[[ Records to process, beginning ]]
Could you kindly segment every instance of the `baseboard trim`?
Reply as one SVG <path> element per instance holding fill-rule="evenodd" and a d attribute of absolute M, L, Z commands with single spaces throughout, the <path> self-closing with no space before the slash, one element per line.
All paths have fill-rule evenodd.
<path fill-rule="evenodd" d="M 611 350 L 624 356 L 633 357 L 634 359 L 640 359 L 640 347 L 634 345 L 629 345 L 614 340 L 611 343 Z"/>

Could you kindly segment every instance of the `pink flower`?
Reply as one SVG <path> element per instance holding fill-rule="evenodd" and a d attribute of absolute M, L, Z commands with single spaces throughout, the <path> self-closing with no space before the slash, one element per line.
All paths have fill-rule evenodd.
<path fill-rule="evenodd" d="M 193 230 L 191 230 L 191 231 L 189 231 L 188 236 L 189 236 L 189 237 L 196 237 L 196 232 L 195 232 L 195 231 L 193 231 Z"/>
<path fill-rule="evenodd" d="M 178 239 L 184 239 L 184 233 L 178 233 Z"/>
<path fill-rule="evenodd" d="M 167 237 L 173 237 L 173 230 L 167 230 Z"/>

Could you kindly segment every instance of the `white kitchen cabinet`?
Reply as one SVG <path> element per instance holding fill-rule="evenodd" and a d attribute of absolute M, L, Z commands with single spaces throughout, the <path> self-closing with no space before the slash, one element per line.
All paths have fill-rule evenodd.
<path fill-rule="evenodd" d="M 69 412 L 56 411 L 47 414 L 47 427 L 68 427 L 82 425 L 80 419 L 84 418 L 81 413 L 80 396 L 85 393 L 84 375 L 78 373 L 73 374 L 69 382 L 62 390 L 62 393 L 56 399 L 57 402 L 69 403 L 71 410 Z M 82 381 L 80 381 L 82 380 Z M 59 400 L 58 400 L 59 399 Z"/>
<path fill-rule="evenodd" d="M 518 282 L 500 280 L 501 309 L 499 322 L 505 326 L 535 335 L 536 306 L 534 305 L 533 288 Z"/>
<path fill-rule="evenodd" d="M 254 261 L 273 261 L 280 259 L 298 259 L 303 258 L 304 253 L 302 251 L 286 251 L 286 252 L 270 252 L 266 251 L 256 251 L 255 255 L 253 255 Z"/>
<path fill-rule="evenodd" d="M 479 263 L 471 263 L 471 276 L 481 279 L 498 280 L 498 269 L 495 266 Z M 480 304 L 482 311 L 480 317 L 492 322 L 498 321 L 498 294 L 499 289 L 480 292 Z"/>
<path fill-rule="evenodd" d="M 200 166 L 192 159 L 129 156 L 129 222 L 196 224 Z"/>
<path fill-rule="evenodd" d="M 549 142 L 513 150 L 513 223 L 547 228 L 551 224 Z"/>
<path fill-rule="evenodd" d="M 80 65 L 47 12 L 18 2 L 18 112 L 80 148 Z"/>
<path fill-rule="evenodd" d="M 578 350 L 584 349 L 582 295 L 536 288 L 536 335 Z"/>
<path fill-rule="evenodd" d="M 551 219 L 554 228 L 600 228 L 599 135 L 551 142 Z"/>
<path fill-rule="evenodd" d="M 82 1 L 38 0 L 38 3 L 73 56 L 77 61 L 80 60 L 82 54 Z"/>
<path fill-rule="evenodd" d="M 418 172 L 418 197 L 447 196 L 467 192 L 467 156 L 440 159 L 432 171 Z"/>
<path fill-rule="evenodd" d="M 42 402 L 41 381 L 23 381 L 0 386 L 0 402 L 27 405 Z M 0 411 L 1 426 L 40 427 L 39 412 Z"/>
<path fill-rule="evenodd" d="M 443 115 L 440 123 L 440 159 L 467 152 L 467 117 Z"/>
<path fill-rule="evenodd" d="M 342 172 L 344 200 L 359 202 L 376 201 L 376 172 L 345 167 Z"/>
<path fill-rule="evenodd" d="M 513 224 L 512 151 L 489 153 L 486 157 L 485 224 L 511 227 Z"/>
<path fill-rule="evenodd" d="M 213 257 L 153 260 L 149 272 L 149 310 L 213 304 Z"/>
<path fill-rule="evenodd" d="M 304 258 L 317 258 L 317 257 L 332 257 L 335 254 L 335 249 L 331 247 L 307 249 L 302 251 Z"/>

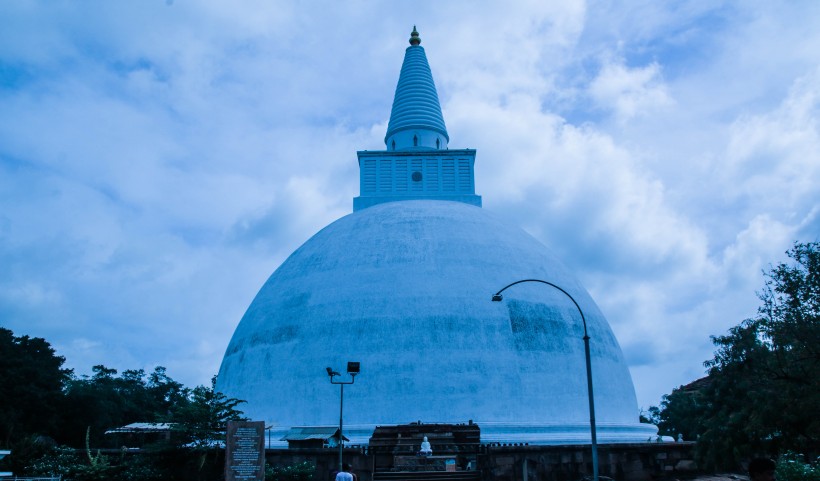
[[ Records to process, end ]]
What you have to do
Type out the data above again exactly as written, minus the images.

Task solution
Could you kindly segment every instance of the `baseboard trim`?
Reply as one SVG <path> element per instance holding fill-rule="evenodd" and a d attribute of absolute M, L, Z commands with single spaces throughout, the <path> self-closing with no space before the slash, one element per line.
All paths have fill-rule evenodd.
<path fill-rule="evenodd" d="M 611 350 L 624 356 L 633 357 L 634 359 L 640 359 L 640 347 L 634 345 L 629 345 L 614 340 L 611 343 Z"/>

Could you kindly segment every instance of the `pink flower`?
Reply as one SVG <path> element per instance holding fill-rule="evenodd" and a d attribute of absolute M, L, Z commands with single spaces throughout, the <path> self-closing with no space before the slash, one element per line.
All paths have fill-rule evenodd.
<path fill-rule="evenodd" d="M 193 230 L 191 230 L 191 231 L 189 231 L 188 236 L 189 236 L 189 237 L 196 237 L 196 232 L 195 232 L 195 231 L 193 231 Z"/>
<path fill-rule="evenodd" d="M 178 239 L 184 239 L 184 233 L 178 233 Z"/>
<path fill-rule="evenodd" d="M 167 237 L 173 237 L 173 230 L 167 230 Z"/>

Could you kindly segment every instance of the `white kitchen cabinet`?
Reply as one SVG <path> element per instance holding fill-rule="evenodd" and a d attribute of absolute M, L, Z commands with single spaces throughout, the <path> self-closing with no space before the slash, one element per line.
All paths have fill-rule evenodd.
<path fill-rule="evenodd" d="M 69 412 L 56 411 L 47 414 L 47 427 L 68 427 L 82 425 L 80 419 L 84 418 L 81 413 L 80 396 L 85 393 L 84 375 L 78 373 L 73 374 L 69 382 L 62 390 L 62 393 L 56 399 L 57 402 L 69 403 L 71 410 Z M 82 381 L 80 381 L 82 380 Z M 59 400 L 58 400 L 59 399 Z"/>
<path fill-rule="evenodd" d="M 518 282 L 500 280 L 501 309 L 499 322 L 505 326 L 535 335 L 536 306 L 534 305 L 533 288 Z"/>
<path fill-rule="evenodd" d="M 254 261 L 273 261 L 280 259 L 298 259 L 303 258 L 304 253 L 302 251 L 286 251 L 286 252 L 270 252 L 266 251 L 256 251 L 255 255 L 253 255 Z"/>
<path fill-rule="evenodd" d="M 479 263 L 471 263 L 471 276 L 481 279 L 498 280 L 498 269 L 495 266 Z M 480 304 L 482 311 L 480 317 L 492 322 L 498 321 L 498 294 L 499 289 L 480 292 Z"/>
<path fill-rule="evenodd" d="M 200 166 L 192 159 L 129 156 L 129 222 L 196 224 Z"/>
<path fill-rule="evenodd" d="M 549 142 L 513 150 L 513 223 L 547 228 L 551 224 Z"/>
<path fill-rule="evenodd" d="M 80 65 L 47 12 L 18 2 L 18 112 L 80 148 Z"/>
<path fill-rule="evenodd" d="M 578 350 L 584 349 L 582 295 L 536 288 L 536 335 Z"/>
<path fill-rule="evenodd" d="M 551 219 L 554 228 L 600 228 L 599 135 L 551 142 Z"/>
<path fill-rule="evenodd" d="M 82 1 L 38 0 L 38 3 L 73 56 L 77 61 L 80 60 L 82 54 Z"/>
<path fill-rule="evenodd" d="M 418 172 L 418 197 L 447 196 L 467 192 L 467 156 L 440 159 L 432 171 Z"/>
<path fill-rule="evenodd" d="M 42 402 L 41 381 L 23 381 L 0 386 L 0 402 L 27 405 Z M 0 411 L 1 426 L 40 427 L 39 412 Z"/>
<path fill-rule="evenodd" d="M 443 115 L 440 123 L 440 159 L 467 152 L 467 117 Z"/>
<path fill-rule="evenodd" d="M 342 172 L 344 200 L 359 202 L 376 201 L 376 172 L 345 167 Z"/>
<path fill-rule="evenodd" d="M 513 224 L 512 151 L 489 153 L 486 157 L 485 224 L 511 227 Z"/>
<path fill-rule="evenodd" d="M 213 257 L 153 260 L 149 272 L 149 310 L 213 304 Z"/>
<path fill-rule="evenodd" d="M 304 258 L 317 258 L 317 257 L 332 257 L 335 254 L 335 249 L 331 247 L 307 249 L 302 251 Z"/>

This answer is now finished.